Provided passage
* * * * * * *

Monday, July 20, 2015

CFP Food and Horror on Screen Collection (proposals by 5/31/15)

Mea culpa. Please note expired deadline: 

What's Eating You?: Food and Horror on Screen (Abstracts 5/31/15)
https://networks.h-net.org/node/13784/discussions/70525/deadline-extended-whats-eating-you-food-and-horror-screen-abstracts
Discussion published by Cynthia Miller on Friday, May 22, 2015

DEADLINE EXTENDED!!! ** Abstracts accepted through 5/31 **

Lots of territory to explore here - Poultrygeist ... Bad Taste ... Sweeney Todd ... The Stuff ... Delicatessen ... Dead Sushi ... Motel Hell ... Attack of the Killer Tomatoes ... and so much more!!



Call for Contributors  (Abstracts 5/31/15; Essays 12/1/15)

* * * * * * *

Exercises
a: Reproduce the portion of the food-and-horror post that begins with the words containing "Monday, July 20, 2015" and ends with "Screen (Abstracts 5/31/15)".
b: Extend the food-and-horror post past its last line.

* * * * * * *

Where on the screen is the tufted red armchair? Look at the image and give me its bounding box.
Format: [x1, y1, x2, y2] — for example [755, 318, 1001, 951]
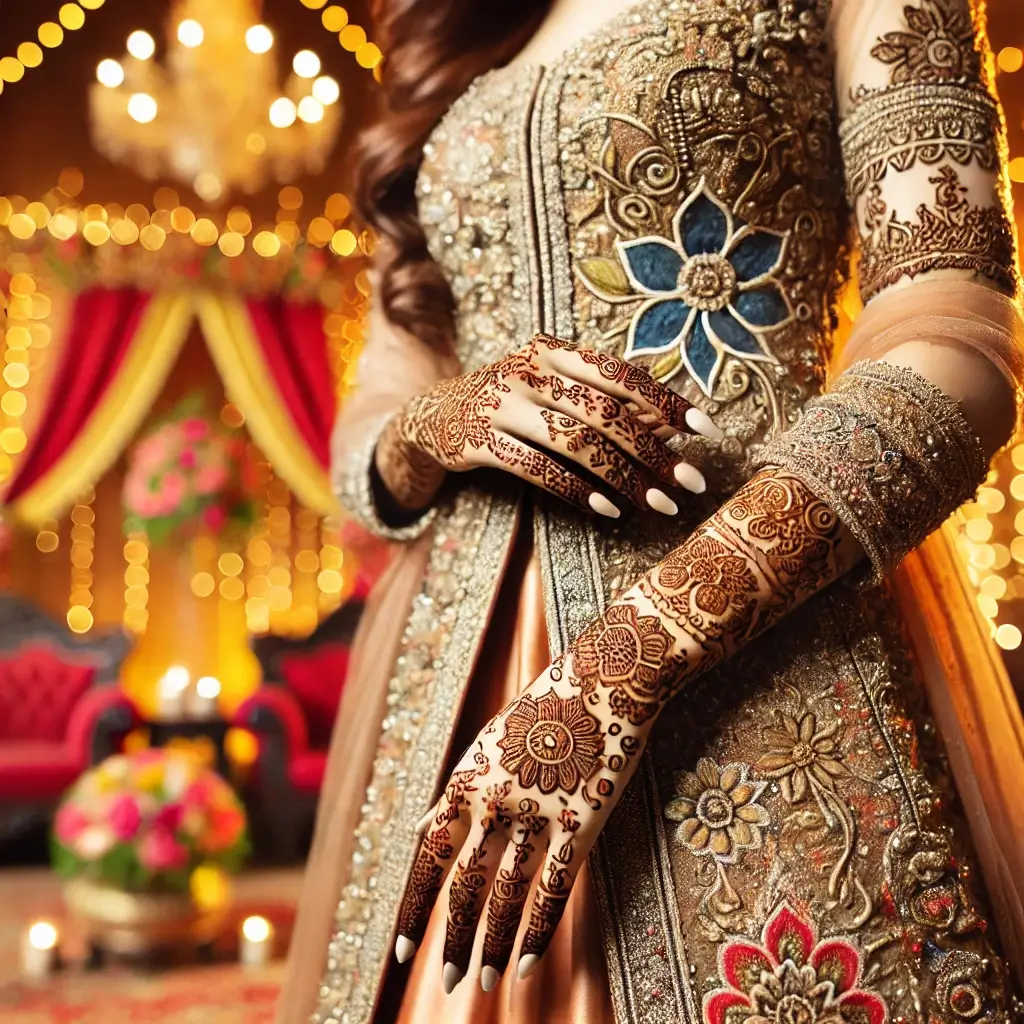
[231, 603, 362, 860]
[0, 594, 136, 826]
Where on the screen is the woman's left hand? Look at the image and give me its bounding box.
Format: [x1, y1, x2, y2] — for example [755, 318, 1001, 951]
[395, 647, 655, 992]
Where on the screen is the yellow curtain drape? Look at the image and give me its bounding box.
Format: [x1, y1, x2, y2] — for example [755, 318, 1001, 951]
[10, 292, 195, 523]
[195, 292, 338, 515]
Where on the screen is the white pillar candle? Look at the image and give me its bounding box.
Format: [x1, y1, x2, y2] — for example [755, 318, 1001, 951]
[158, 665, 190, 721]
[22, 921, 59, 980]
[239, 916, 273, 967]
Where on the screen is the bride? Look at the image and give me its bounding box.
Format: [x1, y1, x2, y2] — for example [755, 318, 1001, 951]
[279, 0, 1022, 1024]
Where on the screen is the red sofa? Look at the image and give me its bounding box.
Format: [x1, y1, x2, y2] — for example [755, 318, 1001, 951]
[0, 594, 137, 836]
[231, 603, 362, 861]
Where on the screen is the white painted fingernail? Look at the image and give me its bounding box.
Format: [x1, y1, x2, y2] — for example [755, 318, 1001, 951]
[516, 953, 541, 981]
[587, 490, 622, 519]
[441, 964, 463, 995]
[647, 487, 679, 515]
[686, 408, 725, 441]
[672, 462, 708, 495]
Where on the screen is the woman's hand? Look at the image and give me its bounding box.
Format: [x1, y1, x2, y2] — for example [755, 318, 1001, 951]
[396, 336, 722, 518]
[387, 605, 677, 992]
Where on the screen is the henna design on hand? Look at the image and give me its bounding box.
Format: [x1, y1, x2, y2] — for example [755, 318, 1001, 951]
[395, 336, 713, 514]
[498, 689, 604, 796]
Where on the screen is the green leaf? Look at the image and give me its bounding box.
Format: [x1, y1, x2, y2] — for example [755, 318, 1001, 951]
[575, 256, 633, 302]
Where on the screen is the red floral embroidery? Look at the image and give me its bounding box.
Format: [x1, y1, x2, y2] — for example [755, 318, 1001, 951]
[703, 903, 889, 1024]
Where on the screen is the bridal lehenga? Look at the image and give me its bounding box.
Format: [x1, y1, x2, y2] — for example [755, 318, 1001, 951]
[281, 0, 1024, 1024]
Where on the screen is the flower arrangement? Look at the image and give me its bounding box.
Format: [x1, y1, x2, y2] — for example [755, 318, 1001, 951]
[122, 399, 255, 544]
[52, 750, 249, 893]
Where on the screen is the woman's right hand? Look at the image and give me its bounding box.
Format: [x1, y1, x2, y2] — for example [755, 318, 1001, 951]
[396, 335, 722, 518]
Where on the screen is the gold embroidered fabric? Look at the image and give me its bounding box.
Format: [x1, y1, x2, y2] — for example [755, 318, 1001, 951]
[301, 0, 1010, 1024]
[760, 362, 988, 583]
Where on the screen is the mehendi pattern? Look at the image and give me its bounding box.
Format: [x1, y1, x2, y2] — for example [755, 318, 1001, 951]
[314, 0, 1009, 1024]
[840, 0, 1018, 301]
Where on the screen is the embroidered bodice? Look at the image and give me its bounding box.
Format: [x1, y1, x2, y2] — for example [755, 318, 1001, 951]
[418, 0, 846, 484]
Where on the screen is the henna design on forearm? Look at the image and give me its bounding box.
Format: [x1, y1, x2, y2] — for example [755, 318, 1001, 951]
[375, 417, 444, 512]
[840, 0, 1017, 300]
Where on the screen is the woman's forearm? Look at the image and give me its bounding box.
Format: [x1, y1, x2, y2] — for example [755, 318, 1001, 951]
[374, 413, 445, 521]
[567, 469, 863, 732]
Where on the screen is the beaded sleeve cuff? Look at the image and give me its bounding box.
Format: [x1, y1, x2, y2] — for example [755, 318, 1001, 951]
[758, 362, 988, 583]
[335, 413, 436, 541]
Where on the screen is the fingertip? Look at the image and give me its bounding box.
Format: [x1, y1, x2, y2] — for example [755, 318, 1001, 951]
[645, 487, 679, 515]
[587, 490, 622, 519]
[672, 462, 708, 495]
[516, 953, 541, 981]
[686, 406, 725, 441]
[441, 964, 465, 995]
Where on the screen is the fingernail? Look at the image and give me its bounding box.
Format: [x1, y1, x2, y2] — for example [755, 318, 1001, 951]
[516, 953, 541, 981]
[587, 490, 622, 519]
[686, 408, 725, 441]
[647, 487, 679, 515]
[441, 964, 463, 995]
[672, 462, 708, 495]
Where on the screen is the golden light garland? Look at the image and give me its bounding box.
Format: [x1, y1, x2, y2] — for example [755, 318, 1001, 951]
[68, 492, 96, 633]
[0, 0, 103, 93]
[299, 0, 384, 82]
[123, 532, 150, 636]
[0, 179, 374, 259]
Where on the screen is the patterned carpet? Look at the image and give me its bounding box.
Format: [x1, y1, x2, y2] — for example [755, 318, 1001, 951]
[0, 868, 301, 1024]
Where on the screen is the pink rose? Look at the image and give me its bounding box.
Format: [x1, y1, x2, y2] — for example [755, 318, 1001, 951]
[109, 794, 142, 842]
[154, 469, 188, 516]
[203, 505, 227, 534]
[53, 804, 89, 846]
[138, 828, 188, 871]
[196, 463, 227, 495]
[153, 804, 184, 833]
[181, 416, 210, 441]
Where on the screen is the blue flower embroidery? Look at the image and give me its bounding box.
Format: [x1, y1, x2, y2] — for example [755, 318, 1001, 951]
[615, 179, 793, 397]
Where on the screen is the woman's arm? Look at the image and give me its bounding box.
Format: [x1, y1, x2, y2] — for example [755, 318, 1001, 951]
[396, 0, 1022, 988]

* * * * * * *

Answers in order
a:
Monday, July 20, 2015

CFP Food and Horror on Screen Collection (proposals by 5/31/15)

Mea culpa. Please note expired deadline: 

What's Eating You?: Food and Horror on Screen (Abstracts 5/31/15)

b:
What’s Eating You?: Food and Horror on Screen

There is, perhaps, no closer association than the one between food and life – and nearly as close is that between food and quality of life.  Old adages tell us that we are what we eat, or more broadly, divide us into two categories: those who live to eat, and those who eat to live. And of course, what child hasn’t heard “Eeww! Don’t put that in your mouth!”?

Food sustains our bodies, creates and binds relationships, signals beliefs, and engenders romance.  Our relationship with food, then, is not only one of biological continuance, but of what it means to be human, and so, bubbles over with taboos, fears, morals, boundaries, and hierarchies. Are we hunters or prey?  Connoisseurs or cave dwellers?  Pure or polluted?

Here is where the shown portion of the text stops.